Work required: Which of the lines in the data below contain the string "stone"? Copy each of them.
[Dataset excerpts — start]
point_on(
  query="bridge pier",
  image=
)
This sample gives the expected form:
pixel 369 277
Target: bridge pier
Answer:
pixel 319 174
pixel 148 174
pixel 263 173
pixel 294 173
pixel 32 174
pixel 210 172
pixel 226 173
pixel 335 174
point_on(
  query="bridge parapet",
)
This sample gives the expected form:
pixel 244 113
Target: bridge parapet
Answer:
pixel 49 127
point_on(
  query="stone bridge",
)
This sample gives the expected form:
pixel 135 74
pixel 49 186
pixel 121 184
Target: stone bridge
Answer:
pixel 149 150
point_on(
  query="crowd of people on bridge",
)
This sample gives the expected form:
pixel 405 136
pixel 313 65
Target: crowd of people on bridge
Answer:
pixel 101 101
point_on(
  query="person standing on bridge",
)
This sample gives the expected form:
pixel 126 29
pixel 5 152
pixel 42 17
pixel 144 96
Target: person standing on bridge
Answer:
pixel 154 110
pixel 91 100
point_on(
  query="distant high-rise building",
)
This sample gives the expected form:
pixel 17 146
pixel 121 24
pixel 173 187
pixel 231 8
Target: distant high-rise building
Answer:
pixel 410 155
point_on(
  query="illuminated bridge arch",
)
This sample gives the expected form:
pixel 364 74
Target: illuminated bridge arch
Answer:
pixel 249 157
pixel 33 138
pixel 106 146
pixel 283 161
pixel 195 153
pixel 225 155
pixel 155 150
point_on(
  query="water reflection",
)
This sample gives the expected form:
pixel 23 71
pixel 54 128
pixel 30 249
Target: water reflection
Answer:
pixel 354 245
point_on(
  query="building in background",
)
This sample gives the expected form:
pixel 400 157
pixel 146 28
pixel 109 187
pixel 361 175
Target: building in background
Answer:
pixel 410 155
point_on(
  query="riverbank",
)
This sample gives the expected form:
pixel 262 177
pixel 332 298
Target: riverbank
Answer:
[Dataset excerpts — finish]
Solved problem:
  query="stone bridge",
Target: stone bridge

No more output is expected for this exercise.